Task requirements: Set down exactly each line of the entries below, beginning at the one that contains "Attention annotators: the target object for this HIT is cabin" and ending at the last, and no others.

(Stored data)
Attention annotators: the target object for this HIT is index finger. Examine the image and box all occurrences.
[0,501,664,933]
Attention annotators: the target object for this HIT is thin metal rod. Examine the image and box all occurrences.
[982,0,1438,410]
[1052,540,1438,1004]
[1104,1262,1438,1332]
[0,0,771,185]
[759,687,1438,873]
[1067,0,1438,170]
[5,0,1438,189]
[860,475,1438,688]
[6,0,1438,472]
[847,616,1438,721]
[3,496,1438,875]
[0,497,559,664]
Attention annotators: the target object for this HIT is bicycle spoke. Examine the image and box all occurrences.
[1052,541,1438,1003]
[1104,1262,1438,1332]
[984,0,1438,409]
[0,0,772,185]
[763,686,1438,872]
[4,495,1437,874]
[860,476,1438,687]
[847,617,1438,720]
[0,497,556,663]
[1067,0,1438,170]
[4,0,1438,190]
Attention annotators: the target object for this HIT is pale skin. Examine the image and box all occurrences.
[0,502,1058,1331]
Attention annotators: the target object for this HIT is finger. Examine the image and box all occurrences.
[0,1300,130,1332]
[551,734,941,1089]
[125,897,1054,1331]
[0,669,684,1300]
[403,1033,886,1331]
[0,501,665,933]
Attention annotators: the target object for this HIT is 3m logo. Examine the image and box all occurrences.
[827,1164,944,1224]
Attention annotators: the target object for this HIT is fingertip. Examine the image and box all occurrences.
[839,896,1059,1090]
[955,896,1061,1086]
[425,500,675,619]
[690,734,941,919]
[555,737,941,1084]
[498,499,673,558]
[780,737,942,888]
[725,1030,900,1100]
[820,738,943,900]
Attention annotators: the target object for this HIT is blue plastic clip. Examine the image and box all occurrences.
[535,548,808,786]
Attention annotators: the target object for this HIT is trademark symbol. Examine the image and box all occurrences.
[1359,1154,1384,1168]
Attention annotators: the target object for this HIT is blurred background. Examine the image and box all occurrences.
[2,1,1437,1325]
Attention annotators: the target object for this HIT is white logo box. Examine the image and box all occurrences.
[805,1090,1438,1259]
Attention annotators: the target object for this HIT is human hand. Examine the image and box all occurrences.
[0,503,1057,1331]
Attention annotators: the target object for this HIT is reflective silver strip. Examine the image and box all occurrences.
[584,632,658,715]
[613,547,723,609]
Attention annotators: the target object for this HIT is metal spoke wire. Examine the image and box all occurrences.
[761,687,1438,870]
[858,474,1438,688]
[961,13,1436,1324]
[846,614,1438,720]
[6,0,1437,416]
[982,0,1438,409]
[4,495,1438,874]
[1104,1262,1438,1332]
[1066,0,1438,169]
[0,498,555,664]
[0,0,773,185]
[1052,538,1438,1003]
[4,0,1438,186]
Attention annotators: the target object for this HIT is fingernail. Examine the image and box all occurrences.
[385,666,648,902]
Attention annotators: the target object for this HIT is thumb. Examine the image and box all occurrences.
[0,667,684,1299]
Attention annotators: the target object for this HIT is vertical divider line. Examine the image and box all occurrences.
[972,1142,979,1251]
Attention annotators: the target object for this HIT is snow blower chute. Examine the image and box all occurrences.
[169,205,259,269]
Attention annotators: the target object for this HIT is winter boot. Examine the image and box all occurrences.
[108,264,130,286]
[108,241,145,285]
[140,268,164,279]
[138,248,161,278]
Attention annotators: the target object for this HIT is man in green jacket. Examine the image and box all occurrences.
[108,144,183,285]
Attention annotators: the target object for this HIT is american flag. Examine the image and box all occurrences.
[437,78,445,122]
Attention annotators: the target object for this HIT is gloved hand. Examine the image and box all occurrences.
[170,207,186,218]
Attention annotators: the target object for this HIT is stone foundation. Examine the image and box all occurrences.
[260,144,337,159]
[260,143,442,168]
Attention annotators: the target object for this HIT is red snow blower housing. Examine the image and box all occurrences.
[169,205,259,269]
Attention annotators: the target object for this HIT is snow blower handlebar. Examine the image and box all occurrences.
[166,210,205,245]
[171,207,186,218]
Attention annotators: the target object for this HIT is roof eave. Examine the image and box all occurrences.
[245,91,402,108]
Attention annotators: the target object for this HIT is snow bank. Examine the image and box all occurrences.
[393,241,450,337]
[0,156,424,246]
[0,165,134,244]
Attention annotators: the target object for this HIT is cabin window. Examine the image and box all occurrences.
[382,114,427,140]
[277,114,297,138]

Solution for this task:
Attention annotators: the target object for this HIT is cabin window. Examine the image and box all occurrences.
[382,114,427,140]
[277,114,297,138]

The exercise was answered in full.